[Opening TEXT PASSAGE section]
Traditional Slovak cuisine is based mainly on pork, poultry (chicken is the most widely eaten, followed by duck, goose, and turkey), flour, potatoes, cabbage, and milk products. It is relatively closely related to Hungarian, Czech and Austrian cuisine. On the east it is also influenced by Ukrainian cuisine. In comparison with other European countries, "game meat" is more accessible in Slovakia due to vast resources of forest and because hunting is relatively popular. Boar, rabbit, and venison are generally available throughout the year. Lamb and goat are eaten but are not widely popular.

The traditional Slovak meals are bryndzové halušky, bryndzové pirohy and other meals with potato dough and bryndza. Bryndza is a salty cheese made of a sheep milk, characterised by a strong taste and aroma. Bryndzové halušky must be on the menu of every traditional Slovak restaurant.

A typical soup is a sauerkraut soup ("kapustnica"). A blood sausage called "krvavnica", made from any and all parts of a butchered pig is also a specific Slovak meal.
[Closing TEXT PASSAGE section]
[Opening INPUT DATA section]
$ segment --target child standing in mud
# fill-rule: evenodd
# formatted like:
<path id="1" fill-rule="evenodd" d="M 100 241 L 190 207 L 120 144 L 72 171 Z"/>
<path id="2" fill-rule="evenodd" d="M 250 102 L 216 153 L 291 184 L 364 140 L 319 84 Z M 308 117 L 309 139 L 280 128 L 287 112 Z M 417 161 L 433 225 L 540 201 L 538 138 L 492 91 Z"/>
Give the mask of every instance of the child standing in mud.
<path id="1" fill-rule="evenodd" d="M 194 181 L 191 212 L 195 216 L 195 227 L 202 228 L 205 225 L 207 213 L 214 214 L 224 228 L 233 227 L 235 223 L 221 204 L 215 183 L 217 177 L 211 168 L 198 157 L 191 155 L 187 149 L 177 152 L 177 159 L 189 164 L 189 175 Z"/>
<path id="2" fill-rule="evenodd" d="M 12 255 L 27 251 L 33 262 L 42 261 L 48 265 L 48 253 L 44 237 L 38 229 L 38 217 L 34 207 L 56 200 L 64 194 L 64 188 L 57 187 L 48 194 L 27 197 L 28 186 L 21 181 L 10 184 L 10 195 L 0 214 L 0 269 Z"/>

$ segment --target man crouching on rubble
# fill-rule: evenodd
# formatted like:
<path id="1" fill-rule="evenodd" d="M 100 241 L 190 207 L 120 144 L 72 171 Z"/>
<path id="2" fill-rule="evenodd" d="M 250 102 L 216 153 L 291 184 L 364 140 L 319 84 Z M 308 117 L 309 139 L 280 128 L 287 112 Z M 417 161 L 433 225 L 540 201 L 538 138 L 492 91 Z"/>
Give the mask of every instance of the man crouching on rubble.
[Closing INPUT DATA section]
◆ **ABOUT THIS EXERCISE**
From the passage on Slovak cuisine, list every kind of poultry it names.

◆ **SOLUTION FOR THIS PROBLEM**
Chicken, duck, goose, turkey